--- SOURCE MATERIAL ---

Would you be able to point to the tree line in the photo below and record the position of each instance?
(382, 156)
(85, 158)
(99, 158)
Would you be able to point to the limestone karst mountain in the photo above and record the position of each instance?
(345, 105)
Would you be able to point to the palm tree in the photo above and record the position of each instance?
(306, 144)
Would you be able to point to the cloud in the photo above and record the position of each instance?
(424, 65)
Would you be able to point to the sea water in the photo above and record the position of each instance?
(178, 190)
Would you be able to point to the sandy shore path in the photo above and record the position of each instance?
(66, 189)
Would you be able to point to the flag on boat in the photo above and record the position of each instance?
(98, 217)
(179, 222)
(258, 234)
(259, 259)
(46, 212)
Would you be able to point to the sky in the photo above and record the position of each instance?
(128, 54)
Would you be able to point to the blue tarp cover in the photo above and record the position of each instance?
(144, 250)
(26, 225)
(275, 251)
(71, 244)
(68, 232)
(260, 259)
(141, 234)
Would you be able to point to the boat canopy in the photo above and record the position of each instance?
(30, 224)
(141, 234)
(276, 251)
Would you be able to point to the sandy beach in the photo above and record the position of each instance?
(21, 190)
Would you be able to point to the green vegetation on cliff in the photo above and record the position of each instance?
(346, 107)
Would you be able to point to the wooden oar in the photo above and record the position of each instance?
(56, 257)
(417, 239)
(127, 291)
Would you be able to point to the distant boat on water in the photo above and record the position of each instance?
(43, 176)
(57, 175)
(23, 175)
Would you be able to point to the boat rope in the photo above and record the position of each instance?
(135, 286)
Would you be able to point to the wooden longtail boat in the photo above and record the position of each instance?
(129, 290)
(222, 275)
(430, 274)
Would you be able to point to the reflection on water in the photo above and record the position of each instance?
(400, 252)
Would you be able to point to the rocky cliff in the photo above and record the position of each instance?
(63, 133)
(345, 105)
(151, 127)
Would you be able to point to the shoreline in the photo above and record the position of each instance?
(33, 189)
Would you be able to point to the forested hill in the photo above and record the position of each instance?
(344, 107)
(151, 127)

---

TASK TO CARRY OUT: A reply should hold exactly the lines from the one containing "Would you be able to point to the rocky" through the end of the data above, nothing more.

COMPLETED TASK:
Would you be able to point to the rocky cliff in the photo above and record the position of each instance?
(63, 133)
(345, 105)
(151, 127)
Would you be able to point to the shoreline in the photo above and record the position of each instance?
(33, 189)
Would you be able to point to the forested hill in the photo above and record the position of each instance?
(344, 107)
(151, 127)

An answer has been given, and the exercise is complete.